MATERIAL:
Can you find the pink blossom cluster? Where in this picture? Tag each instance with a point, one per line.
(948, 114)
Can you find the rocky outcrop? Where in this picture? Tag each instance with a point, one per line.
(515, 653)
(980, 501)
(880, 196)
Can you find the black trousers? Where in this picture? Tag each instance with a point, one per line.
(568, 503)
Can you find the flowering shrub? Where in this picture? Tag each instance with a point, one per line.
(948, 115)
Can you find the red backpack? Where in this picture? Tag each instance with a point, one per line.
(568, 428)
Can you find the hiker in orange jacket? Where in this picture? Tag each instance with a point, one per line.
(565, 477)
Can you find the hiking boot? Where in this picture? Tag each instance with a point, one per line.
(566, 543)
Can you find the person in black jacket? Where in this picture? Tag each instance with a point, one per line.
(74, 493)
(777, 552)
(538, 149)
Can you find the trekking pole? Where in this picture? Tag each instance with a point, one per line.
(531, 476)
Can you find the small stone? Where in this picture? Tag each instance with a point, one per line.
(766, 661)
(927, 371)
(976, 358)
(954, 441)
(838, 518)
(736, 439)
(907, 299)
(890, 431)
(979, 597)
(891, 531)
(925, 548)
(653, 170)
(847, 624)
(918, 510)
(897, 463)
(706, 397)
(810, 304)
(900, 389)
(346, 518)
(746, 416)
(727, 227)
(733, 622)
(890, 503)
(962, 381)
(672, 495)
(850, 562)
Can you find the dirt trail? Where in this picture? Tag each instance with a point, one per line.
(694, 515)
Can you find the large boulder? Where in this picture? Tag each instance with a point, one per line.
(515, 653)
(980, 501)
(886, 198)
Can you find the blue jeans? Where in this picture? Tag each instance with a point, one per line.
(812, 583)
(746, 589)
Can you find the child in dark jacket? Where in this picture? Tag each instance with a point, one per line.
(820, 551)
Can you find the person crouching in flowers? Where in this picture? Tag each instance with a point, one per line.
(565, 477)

WHAT YOU WILL DO: Exactly reproduce all of the entries.

EXERCISE RESULT:
Can you find the pink blossom cluster? Where in this picture? Tag each instance with a point, one per line.
(948, 114)
Can you find the rocky outcrop? Where in this picture? Tag each instance with a point, one per line.
(515, 653)
(980, 501)
(880, 196)
Can you find the black trousers? Where in this picture? Tag each instance with a point, one per line.
(568, 503)
Can you find the flowering shrub? Where in this picture? Tag each instance with a point, one per line.
(948, 115)
Can you find the red backpack? Where in this picture? Tag each instance with a point, one per line.
(568, 428)
Can you find the hiker in orange jacket? Where in this picture? Tag each instance with a point, one per line.
(565, 477)
Can you find the hiking boot? Where in this picture? Tag each instance with a point, one per line.
(566, 543)
Can you find the person in black jacket? Where in this picture? Tag each instance with a point, one per line.
(74, 493)
(777, 552)
(538, 149)
Can you find the trekking pole? Where in this picture? Tag each instance with a point, one per line.
(531, 476)
Can you find the small stone? Where in this picture? Tag each instance with a point, one per line.
(766, 661)
(927, 371)
(976, 358)
(954, 441)
(838, 518)
(736, 439)
(907, 299)
(890, 431)
(979, 597)
(891, 531)
(925, 548)
(653, 170)
(847, 624)
(918, 510)
(897, 463)
(706, 397)
(810, 304)
(900, 389)
(346, 518)
(746, 416)
(727, 227)
(733, 622)
(890, 503)
(962, 381)
(672, 495)
(850, 562)
Can you find the dirt trail? Where in this picture? Tag each instance with a point, one per line.
(694, 515)
Can you find the large boulder? Where in this picture? Tag each instance with a point, one per line.
(515, 653)
(980, 501)
(886, 198)
Can you find the blue jeans? Where in this picture? Tag each instance with a point, one per line.
(812, 583)
(746, 589)
Can you find the child in dark jacket? Where in this picture? Tag each instance with a point, one per line.
(820, 551)
Can you find the person crouching in flowers? Where in this picture? Tag each instance with a point, one per line.
(565, 477)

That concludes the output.